-- Begin Supplied records --

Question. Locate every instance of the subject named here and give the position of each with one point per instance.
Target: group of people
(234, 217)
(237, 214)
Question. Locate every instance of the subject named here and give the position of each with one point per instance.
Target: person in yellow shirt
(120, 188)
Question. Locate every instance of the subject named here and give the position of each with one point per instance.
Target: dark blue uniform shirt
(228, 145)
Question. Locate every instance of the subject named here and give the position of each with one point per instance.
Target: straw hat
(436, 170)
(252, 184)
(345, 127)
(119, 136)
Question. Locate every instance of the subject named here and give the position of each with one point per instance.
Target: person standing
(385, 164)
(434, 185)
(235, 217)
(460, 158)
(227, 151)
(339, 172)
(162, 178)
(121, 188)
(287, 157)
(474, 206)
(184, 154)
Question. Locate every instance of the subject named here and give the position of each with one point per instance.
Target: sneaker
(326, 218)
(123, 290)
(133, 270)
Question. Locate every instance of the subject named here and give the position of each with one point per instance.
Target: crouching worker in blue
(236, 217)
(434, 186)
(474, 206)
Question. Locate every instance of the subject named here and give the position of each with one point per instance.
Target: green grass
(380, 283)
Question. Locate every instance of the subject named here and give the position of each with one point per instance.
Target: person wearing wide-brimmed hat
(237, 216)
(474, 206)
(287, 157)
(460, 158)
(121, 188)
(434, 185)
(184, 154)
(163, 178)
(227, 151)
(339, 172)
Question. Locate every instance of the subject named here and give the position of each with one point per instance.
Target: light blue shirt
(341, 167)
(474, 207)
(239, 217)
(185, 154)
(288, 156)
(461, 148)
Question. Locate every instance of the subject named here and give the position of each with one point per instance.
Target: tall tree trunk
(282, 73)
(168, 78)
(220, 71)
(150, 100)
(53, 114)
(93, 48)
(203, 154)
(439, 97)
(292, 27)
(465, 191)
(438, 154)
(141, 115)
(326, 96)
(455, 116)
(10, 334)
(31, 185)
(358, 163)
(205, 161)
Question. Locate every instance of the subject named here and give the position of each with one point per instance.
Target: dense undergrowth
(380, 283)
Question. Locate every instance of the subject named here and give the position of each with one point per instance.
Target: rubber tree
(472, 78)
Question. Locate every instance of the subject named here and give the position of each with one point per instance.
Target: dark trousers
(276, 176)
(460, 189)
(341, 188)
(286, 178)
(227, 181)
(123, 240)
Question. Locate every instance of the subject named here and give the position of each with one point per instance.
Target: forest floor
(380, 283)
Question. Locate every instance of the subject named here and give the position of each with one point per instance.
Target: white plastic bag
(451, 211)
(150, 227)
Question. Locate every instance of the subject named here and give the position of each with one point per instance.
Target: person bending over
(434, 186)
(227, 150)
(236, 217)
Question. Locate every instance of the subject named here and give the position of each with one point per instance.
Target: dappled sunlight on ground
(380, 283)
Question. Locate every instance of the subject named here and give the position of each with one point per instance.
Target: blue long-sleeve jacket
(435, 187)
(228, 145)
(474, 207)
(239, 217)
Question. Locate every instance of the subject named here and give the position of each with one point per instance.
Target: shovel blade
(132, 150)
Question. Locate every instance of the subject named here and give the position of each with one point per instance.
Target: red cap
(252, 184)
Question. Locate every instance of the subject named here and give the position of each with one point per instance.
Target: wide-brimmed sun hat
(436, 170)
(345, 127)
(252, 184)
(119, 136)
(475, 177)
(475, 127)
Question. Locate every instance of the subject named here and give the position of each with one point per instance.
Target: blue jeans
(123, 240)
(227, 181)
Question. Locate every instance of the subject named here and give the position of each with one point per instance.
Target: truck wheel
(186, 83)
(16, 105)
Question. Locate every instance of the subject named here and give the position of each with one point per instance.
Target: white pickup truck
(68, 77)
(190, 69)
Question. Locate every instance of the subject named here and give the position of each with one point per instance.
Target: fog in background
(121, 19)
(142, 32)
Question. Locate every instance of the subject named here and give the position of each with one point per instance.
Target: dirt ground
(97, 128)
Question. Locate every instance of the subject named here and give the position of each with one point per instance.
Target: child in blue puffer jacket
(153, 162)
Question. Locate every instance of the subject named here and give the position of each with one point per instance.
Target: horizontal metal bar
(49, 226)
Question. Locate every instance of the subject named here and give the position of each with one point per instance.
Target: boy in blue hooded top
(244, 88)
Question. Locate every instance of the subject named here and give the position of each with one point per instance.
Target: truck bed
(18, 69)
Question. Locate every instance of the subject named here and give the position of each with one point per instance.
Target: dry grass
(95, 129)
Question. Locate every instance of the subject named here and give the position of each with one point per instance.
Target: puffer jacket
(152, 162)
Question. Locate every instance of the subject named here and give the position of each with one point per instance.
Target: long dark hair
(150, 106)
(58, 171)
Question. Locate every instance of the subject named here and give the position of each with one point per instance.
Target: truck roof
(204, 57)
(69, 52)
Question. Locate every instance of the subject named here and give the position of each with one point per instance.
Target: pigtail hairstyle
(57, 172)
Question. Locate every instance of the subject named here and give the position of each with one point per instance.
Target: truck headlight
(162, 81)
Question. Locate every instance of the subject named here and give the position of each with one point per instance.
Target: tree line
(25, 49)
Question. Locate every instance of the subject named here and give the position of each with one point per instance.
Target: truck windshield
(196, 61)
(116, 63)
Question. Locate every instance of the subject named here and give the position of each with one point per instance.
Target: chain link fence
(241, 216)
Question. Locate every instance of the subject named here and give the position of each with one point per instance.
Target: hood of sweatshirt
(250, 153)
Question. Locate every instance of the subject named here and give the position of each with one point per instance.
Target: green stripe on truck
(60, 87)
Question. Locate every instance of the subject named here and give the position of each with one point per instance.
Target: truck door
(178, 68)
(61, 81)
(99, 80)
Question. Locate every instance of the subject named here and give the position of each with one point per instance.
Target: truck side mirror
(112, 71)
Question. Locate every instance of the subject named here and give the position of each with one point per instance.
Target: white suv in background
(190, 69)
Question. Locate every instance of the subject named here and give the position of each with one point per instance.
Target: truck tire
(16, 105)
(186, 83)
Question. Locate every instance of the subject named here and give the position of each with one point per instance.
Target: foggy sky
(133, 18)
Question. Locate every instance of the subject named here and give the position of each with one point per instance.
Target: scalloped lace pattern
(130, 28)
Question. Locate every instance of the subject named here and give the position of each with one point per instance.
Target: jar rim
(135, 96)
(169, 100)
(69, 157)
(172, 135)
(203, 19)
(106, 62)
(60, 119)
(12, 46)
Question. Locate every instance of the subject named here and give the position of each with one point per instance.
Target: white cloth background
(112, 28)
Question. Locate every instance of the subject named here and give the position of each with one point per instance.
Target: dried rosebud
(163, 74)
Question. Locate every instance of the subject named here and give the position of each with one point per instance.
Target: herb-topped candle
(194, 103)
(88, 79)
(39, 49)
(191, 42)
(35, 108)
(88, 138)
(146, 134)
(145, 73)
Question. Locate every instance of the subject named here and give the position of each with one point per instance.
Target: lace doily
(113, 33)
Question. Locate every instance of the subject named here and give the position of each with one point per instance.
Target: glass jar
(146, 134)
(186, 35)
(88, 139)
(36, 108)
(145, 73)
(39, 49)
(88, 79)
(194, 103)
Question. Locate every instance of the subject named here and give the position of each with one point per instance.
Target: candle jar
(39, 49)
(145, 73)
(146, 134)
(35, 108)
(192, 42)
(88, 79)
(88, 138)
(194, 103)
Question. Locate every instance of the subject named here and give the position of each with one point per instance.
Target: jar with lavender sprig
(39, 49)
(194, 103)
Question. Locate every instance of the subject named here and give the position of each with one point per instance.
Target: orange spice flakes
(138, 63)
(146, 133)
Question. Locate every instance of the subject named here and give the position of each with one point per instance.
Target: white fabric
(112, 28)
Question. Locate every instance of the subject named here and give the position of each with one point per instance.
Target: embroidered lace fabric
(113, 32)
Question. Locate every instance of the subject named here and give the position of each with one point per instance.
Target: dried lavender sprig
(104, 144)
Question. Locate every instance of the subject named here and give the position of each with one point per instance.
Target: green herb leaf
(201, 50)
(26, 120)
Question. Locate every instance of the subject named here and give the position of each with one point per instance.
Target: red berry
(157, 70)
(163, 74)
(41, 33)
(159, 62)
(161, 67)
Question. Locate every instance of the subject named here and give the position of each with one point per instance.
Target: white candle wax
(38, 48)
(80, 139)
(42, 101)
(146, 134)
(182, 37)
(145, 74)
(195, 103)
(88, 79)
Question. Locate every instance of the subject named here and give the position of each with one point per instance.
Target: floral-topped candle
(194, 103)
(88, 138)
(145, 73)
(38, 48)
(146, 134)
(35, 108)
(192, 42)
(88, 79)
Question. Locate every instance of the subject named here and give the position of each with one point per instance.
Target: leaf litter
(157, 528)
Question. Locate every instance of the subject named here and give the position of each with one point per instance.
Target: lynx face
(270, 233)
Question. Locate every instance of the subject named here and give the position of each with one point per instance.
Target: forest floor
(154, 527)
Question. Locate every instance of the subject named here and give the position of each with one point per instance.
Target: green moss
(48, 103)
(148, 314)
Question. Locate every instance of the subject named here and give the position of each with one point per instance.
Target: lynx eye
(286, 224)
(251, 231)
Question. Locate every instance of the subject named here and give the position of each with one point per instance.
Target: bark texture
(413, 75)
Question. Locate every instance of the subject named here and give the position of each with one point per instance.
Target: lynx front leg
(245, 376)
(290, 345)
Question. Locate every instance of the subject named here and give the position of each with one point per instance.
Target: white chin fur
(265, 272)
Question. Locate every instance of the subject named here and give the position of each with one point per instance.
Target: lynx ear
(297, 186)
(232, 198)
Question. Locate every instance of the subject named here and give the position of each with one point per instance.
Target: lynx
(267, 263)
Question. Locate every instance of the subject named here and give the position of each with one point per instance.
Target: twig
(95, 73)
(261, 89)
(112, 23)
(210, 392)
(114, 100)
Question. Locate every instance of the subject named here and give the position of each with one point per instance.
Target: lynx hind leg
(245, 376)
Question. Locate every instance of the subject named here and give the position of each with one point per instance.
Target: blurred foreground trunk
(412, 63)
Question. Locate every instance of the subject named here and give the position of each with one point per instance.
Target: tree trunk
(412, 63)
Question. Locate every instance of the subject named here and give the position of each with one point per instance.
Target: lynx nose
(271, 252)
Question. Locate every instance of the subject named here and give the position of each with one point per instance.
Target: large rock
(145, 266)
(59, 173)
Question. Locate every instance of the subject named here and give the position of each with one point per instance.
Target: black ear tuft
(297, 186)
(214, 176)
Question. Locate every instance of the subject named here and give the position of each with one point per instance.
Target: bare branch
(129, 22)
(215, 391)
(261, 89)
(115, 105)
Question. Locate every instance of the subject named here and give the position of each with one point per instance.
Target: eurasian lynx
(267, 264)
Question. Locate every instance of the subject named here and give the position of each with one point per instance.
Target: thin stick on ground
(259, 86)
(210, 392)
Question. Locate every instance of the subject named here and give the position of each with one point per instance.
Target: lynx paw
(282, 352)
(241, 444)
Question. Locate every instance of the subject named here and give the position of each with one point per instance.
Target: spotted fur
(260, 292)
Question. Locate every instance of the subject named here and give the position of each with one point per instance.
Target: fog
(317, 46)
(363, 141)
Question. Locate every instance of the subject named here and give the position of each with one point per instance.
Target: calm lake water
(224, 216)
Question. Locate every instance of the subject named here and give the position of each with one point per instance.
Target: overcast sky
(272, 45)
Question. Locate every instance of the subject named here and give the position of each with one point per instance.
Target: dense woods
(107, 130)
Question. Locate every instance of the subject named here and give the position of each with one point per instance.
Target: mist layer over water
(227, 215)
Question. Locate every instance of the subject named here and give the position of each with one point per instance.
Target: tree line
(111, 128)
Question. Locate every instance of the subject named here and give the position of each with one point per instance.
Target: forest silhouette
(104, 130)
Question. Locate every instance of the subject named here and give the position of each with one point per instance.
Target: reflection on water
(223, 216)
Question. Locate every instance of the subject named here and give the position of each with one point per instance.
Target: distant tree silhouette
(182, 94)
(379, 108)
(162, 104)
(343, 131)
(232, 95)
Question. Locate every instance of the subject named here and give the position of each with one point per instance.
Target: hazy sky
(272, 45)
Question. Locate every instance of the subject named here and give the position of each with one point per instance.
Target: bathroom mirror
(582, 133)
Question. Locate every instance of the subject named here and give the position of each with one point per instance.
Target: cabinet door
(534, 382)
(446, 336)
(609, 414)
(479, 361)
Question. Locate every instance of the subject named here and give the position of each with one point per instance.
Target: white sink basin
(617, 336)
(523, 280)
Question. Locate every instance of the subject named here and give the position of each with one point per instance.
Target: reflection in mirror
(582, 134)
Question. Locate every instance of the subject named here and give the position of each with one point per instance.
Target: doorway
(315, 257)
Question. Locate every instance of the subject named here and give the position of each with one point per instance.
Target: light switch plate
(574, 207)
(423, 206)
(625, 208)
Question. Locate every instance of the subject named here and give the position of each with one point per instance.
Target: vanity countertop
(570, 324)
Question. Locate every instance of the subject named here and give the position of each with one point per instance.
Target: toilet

-- End Supplied records --

§ Given exercise: Which lines of the records above contain the word "dense"? Return every one of them in full.

§ Solution:
Target: dense undergrowth
Target: dense woods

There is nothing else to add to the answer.